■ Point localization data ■
+===+

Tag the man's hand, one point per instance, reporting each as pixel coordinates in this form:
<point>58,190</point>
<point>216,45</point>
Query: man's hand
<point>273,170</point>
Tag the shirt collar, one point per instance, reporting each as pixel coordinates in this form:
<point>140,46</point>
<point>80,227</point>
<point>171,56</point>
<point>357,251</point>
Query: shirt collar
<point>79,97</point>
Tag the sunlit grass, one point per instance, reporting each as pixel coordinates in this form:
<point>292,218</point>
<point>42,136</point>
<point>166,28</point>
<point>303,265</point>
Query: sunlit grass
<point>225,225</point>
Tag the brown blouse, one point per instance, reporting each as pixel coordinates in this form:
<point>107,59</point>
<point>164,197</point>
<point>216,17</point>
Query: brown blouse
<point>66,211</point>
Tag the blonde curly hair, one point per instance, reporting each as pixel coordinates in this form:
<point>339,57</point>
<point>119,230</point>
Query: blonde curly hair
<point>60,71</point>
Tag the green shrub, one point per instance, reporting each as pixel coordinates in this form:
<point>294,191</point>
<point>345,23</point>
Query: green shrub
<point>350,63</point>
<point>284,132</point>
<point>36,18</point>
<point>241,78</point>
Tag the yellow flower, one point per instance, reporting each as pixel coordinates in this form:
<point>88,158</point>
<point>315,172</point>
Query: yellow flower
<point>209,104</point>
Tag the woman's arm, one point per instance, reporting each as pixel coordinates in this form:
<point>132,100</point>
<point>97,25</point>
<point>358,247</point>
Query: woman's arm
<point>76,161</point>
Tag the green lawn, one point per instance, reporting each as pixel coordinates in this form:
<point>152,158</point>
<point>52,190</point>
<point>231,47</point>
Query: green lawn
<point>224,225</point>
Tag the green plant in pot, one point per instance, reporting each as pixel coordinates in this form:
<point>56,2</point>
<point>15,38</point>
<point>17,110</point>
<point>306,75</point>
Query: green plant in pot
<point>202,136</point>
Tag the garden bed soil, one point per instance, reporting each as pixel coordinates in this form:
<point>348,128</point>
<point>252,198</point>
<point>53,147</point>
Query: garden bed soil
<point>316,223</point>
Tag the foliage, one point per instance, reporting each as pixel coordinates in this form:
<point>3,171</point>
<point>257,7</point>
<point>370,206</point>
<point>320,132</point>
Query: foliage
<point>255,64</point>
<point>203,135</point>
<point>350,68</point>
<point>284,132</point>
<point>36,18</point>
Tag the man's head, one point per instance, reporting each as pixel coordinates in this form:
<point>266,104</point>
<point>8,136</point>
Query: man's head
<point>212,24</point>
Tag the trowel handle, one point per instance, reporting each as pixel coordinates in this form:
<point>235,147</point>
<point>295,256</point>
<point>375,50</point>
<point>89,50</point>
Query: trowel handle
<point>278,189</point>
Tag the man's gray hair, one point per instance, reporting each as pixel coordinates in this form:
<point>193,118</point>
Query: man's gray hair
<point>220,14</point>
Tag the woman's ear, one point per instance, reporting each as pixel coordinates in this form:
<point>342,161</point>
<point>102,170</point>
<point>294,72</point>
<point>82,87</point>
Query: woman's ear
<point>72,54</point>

+===+

■ Exercise objective ■
Please copy each entry. Leave nothing out.

■ Exercise answer ■
Tag the man's hand, one point per instance, reporting each as pixel coordinates in this form:
<point>58,190</point>
<point>216,45</point>
Query: man's hand
<point>273,170</point>
Tag the shirt collar, one point per instance, reporting each as pixel coordinates in this form:
<point>140,46</point>
<point>80,227</point>
<point>171,56</point>
<point>357,251</point>
Query: shirt collar
<point>79,97</point>
Tag the sunlit grass, one point per instance, reporting each as pixel coordinates in this form:
<point>292,218</point>
<point>42,136</point>
<point>166,28</point>
<point>303,265</point>
Query: sunlit grass
<point>225,225</point>
Tag the brown blouse, one point per instance, reporting each as pixel coordinates in this form:
<point>107,59</point>
<point>164,197</point>
<point>216,17</point>
Query: brown blouse
<point>66,211</point>
Tag the blonde curly hair, one point per instance, reporting each as pixel coordinates in this form:
<point>339,57</point>
<point>119,230</point>
Query: blonde curly hair
<point>60,71</point>
Tag the green shrub, one point per instance, reporting each as pixel coordinates in this form:
<point>294,191</point>
<point>345,23</point>
Query: green shrub
<point>350,63</point>
<point>284,132</point>
<point>36,18</point>
<point>241,78</point>
Tag the yellow flower, one point per instance, reporting each as pixel coordinates in this form:
<point>88,158</point>
<point>315,172</point>
Query: yellow flower
<point>209,104</point>
Tag the woman's arm, one point per instance, reporting each as pixel coordinates in this form:
<point>132,100</point>
<point>97,25</point>
<point>358,247</point>
Query: woman's arm
<point>76,161</point>
Tag the green lawn, one point per instance, reporting each as pixel coordinates in this form:
<point>152,158</point>
<point>52,190</point>
<point>231,47</point>
Query: green lawn
<point>224,225</point>
Tag the green plant in pot, one point per instance, reporting each as pixel coordinates in this form:
<point>56,2</point>
<point>15,38</point>
<point>17,110</point>
<point>306,75</point>
Query: green plant in pot
<point>202,136</point>
Tag the garden bed soil, one point per instance, reporting each as pixel coordinates in this form:
<point>348,128</point>
<point>252,198</point>
<point>53,147</point>
Query: garden bed soil
<point>316,223</point>
Tag the foliage, one point per instance, reporting each as pixel coordinates in this form:
<point>3,171</point>
<point>257,7</point>
<point>370,206</point>
<point>320,132</point>
Query: foliage
<point>255,64</point>
<point>203,135</point>
<point>350,68</point>
<point>284,132</point>
<point>36,18</point>
Tag the man's head, one point per instance, reporting each as pixel coordinates in this form:
<point>266,104</point>
<point>8,136</point>
Query: man's head
<point>212,24</point>
Tag the trowel handle, one point per instance, reporting each as pixel coordinates in this form:
<point>235,147</point>
<point>295,256</point>
<point>375,50</point>
<point>89,50</point>
Query: trowel handle
<point>278,189</point>
Tag the man's gray hair, one point per instance, reporting each as pixel coordinates in this form:
<point>193,118</point>
Query: man's gray hair
<point>220,14</point>
Tag the woman's ear, one point per instance, reporting each as pixel coordinates in this form:
<point>342,161</point>
<point>102,170</point>
<point>294,72</point>
<point>82,87</point>
Query: woman's ear
<point>72,54</point>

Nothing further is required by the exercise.